GIVEN PROBLEM: Return all entries precisely as they stand, without the images.

--- BEGIN ---

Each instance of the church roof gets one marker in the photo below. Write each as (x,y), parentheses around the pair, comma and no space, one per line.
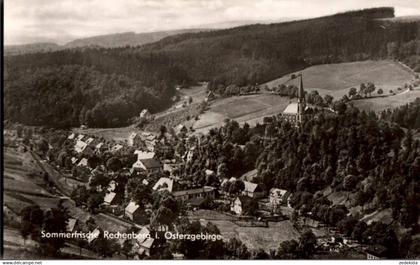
(292,108)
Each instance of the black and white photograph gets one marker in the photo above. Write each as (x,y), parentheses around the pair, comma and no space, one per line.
(211,130)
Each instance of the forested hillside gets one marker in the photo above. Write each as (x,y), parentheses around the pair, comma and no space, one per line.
(242,56)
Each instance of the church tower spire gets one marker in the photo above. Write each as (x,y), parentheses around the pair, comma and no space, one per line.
(301,101)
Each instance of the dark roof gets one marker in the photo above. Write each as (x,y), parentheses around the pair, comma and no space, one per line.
(196,201)
(151,163)
(377,250)
(193,191)
(244,200)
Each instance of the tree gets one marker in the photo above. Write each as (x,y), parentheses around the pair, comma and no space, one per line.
(352,92)
(370,88)
(31,221)
(328,99)
(55,221)
(236,249)
(260,254)
(80,195)
(127,248)
(113,164)
(307,243)
(288,249)
(95,199)
(163,216)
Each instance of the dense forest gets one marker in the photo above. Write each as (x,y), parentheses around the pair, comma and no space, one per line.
(241,56)
(407,116)
(372,162)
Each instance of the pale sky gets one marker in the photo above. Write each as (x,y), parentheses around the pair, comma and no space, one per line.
(60,21)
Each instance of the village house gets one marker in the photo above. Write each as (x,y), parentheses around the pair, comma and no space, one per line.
(80,146)
(210,97)
(73,160)
(239,204)
(185,195)
(134,139)
(83,163)
(376,252)
(191,154)
(144,155)
(112,198)
(71,225)
(209,172)
(145,114)
(250,175)
(253,190)
(100,148)
(145,242)
(89,140)
(135,214)
(181,130)
(171,167)
(80,137)
(150,165)
(93,235)
(164,184)
(116,148)
(279,197)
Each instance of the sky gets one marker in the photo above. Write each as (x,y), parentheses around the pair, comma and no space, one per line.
(60,21)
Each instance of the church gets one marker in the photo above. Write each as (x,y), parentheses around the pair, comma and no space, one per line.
(294,112)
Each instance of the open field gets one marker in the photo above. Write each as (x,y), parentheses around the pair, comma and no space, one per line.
(259,237)
(251,109)
(380,104)
(110,134)
(336,79)
(254,237)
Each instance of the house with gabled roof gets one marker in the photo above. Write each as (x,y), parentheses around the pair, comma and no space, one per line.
(181,129)
(116,148)
(149,165)
(93,235)
(144,155)
(253,190)
(276,197)
(73,160)
(135,214)
(239,205)
(83,163)
(145,242)
(184,195)
(71,224)
(164,184)
(80,146)
(135,139)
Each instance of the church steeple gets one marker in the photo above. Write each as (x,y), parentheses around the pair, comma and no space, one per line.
(301,101)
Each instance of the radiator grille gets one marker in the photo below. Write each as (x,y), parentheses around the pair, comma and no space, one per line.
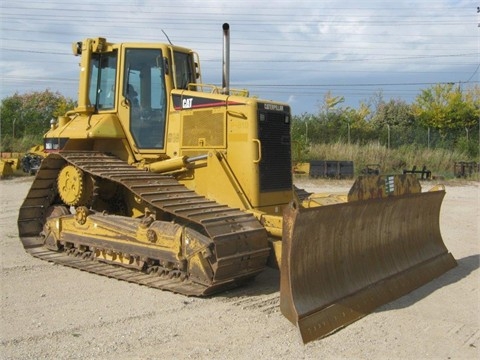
(275,165)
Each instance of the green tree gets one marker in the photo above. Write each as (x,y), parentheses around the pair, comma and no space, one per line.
(447,108)
(394,122)
(28,116)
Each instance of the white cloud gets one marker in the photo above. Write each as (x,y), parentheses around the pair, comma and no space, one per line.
(350,48)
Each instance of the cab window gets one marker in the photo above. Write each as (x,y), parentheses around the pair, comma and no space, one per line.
(103,71)
(145,94)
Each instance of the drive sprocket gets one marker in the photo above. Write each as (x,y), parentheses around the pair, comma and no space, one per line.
(74,186)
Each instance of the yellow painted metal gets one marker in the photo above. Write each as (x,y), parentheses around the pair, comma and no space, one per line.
(340,255)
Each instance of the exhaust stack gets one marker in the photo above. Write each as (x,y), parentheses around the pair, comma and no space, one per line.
(226,59)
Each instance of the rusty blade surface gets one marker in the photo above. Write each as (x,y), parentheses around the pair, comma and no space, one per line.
(340,262)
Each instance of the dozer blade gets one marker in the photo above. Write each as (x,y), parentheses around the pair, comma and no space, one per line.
(340,262)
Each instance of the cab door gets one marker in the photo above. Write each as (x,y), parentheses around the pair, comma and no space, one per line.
(143,98)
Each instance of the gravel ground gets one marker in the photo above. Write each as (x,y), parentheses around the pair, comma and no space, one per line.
(53,312)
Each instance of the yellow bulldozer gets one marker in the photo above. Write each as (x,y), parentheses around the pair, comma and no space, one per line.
(158,179)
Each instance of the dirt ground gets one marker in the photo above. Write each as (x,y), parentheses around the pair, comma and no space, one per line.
(54,312)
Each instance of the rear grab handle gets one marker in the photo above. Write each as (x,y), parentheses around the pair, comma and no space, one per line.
(259,146)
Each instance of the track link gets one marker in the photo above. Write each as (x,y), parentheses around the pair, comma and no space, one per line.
(237,237)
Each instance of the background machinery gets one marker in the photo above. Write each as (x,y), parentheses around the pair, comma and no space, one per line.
(158,179)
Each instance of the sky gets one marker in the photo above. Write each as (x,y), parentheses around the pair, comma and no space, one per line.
(290,51)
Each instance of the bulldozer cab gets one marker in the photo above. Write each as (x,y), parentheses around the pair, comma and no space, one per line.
(136,88)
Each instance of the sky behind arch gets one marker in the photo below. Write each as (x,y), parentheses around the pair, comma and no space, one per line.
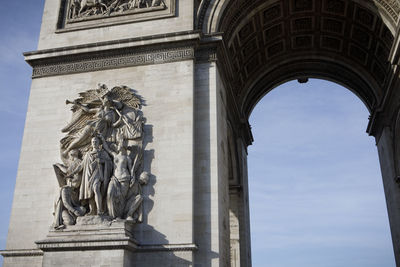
(289,210)
(316,193)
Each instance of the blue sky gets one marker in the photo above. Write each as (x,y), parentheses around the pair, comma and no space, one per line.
(315,185)
(316,192)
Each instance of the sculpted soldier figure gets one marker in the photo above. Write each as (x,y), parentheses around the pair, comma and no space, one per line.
(120,180)
(67,206)
(104,180)
(97,170)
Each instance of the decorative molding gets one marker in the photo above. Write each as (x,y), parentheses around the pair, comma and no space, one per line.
(71,245)
(21,252)
(168,247)
(206,54)
(96,62)
(107,13)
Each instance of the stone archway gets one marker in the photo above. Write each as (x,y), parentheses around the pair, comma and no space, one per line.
(201,66)
(265,43)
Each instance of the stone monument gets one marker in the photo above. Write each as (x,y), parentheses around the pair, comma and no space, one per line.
(148,165)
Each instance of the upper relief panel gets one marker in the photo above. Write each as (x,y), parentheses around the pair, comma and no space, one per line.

--- END ---

ANSWER IN FULL:
Each instance of the church roof gets one marker in the photo below. Write each as (x,y), parentheses around the pair, comma and no space, one per line.
(292,108)
Each instance of the black and white photograph gets one marker in the photo above. Write each as (x,y), parentheses around the pair, comma and no space, one per line.
(211,130)
Each instance of the forested hillside gets one marker in the photo above. Write each as (x,y), parentheses around the pair, comma and no space, one per line.
(242,56)
Each instance of the church tower spire gets one marker in the photo above. Write each as (x,y), parentheses around the pair, comma and no space, one per line.
(301,101)
Each instance of the dark roof gets one marker in the photo above. Write each as (x,y), parentheses around the pair, comma and no space, one per line.
(196,201)
(151,163)
(377,250)
(193,191)
(244,200)
Each instance of the tree gets one marker in the photo above. Write each as (x,y), parentheses around the pair, comma and no space, one per line.
(352,92)
(370,88)
(31,221)
(328,99)
(55,221)
(236,249)
(260,254)
(80,195)
(127,248)
(113,164)
(307,243)
(288,249)
(95,199)
(163,216)
Each instance of the dense forest gets one marker in the photo above. Write each as (x,y), parentheses around the pair, comma and no space, one per line.
(241,56)
(407,116)
(372,162)
Each instance of the pale sky gets one marker in the photo above. Write each as (x,y), parentheses around the pair, comma and no space, one per line.
(60,21)
Each instance of the village house gets one marker in the photo above. Write each as (x,y), parentheses around the pair, comma and no space, one per line.
(80,146)
(210,97)
(73,160)
(239,204)
(185,195)
(134,139)
(83,163)
(376,252)
(191,154)
(144,155)
(112,198)
(71,225)
(209,172)
(145,114)
(250,175)
(253,190)
(100,148)
(145,242)
(89,140)
(135,214)
(181,130)
(171,167)
(80,137)
(150,165)
(93,235)
(164,184)
(116,148)
(279,197)
Each instance of the sky gets one marker in the photo above. Write each as (x,y), parentheses around the pair, comma and no space, one per line.
(60,21)
Each instance of the church gets one marker in the photo above. Write each as (x,y), parentheses around the pair, comma and no space, one per line.
(294,112)
Each instance of the open field gets one marker in the photo above. Write each as (x,y), parentheses around the pair, comma and no space, one per line.
(259,237)
(251,109)
(380,104)
(110,134)
(336,79)
(254,237)
Each instance of the house with gabled roof gets one marker in the photo above. Write each as (x,y), parentheses around the pair, comma and no space, one per line.
(181,129)
(116,148)
(149,165)
(93,235)
(144,155)
(253,190)
(276,197)
(73,160)
(135,214)
(239,205)
(83,163)
(145,242)
(184,195)
(71,224)
(164,184)
(80,146)
(135,139)
Each instance of the church steeple gets one marker in the photo above. Write each as (x,y), parentheses around the pair, comma and no space, one per line.
(301,101)
Each instance of the radiator grille gets one marker in the photo below. Write each as (x,y), parentheses around the pair, comma and no space, one per line.
(275,165)
Each instance of the green tree gets one marker in the photo above. Write each as (x,y), parentheses around the pair, comma and no space, one per line.
(447,108)
(394,122)
(28,116)
Each instance of the white cloud gets one marker in the photo above. Write each as (x,y), parentheses around the pair, comma and no space, one per line.
(350,48)
Each instance of the cab window gets one marker in the photo above. Write each as (x,y), parentheses around the pair, comma and no space, one per line.
(103,71)
(145,94)
Each instance of the drive sprocket gets one marker in the photo above. Write each as (x,y), parentheses around the pair, comma and no space, one per line.
(74,186)
Each instance of the yellow painted metal gets one marker in the photo above. Write each as (x,y), parentheses around the pair, comma and no space, one per line.
(340,255)
Each instance of the exhaust stack gets one marker in the photo above. Write each as (x,y), parentheses around the pair, comma and no space, one per line.
(226,59)
Each instance of the rusty blade surface gets one marker in the photo above. Write each as (x,y), parentheses around the pair, comma and no space, one per line.
(340,262)
Each instance of the dozer blade gets one marker in the photo above. Write each as (x,y), parentheses around the pair, comma and no space, one per line.
(340,262)
Each instance of the cab door gets one marker in the photo above. Write each as (x,y), parentheses around the pair, comma and no space, one per line.
(143,98)
Each instance of the gravel ground gets one marker in the photo above. Write each as (x,y), parentheses around the pair, comma and no space, one per line.
(53,312)
Each instance of the yellow bulldozer gets one marker in the photo above. Write each as (x,y), parentheses around the pair, comma and no space, one per line.
(158,179)
Each instance of the dirt ground gets one marker in the photo above. Write each as (x,y), parentheses around the pair, comma and no space, one per line.
(54,312)
Each instance of the rear grab handle gets one marker in the photo above. Write each as (x,y), parentheses around the pair, comma and no space, one per line.
(259,146)
Each instance of the track link gets one marker in the photo above. Write each as (x,y), parentheses around the pair, comma and no space, one per line.
(237,237)
Each instance of the background machinery gets one marker in the photo above. Write each as (x,y), parentheses around the pair, comma and no space, one per line.
(158,179)
Each instance of the sky gets one marker in the photo above. Write each as (x,y), parentheses around the pair, comma and no space, one per line.
(290,51)
Each instance of the bulldozer cab gets one marker in the photo above. Write each as (x,y), parentheses around the pair, comma and no space, one per line.
(136,88)
Each instance of the sky behind arch gets one marker in the photo below. Write each as (x,y), parentheses around the pair, comma and no space, one per line.
(289,210)
(316,193)
Each instance of the blue sky gets one marker in the photo above. Write each as (x,y), parentheses around the pair, comma and no space, one per line.
(315,185)
(316,192)
Each instance of the sculpted soldier figure gets one marker in the photo above. Write each as (x,y), parentheses around the pair, comma and no space, one per line.
(120,180)
(67,206)
(104,180)
(97,170)
Each instance of the decorative molding gets one marker in the photo above. Write each as (x,y), parentheses around the pair, comma and no space, one per line.
(71,245)
(21,252)
(168,247)
(206,54)
(96,62)
(107,13)
Each instance of the stone archway gets one marker in the photo above. Write each as (x,y), parentheses around the pair, comma and no space, one per line.
(201,66)
(265,43)
Each instance of the stone monument gets one marker in the photo above. Write each as (x,y), parentheses around the pair, comma and no space, one per line.
(148,165)
Each instance of the upper relief panel gets one marker in the photo above. Write each as (x,y), parentheses around the pair, comma and no space, one per line.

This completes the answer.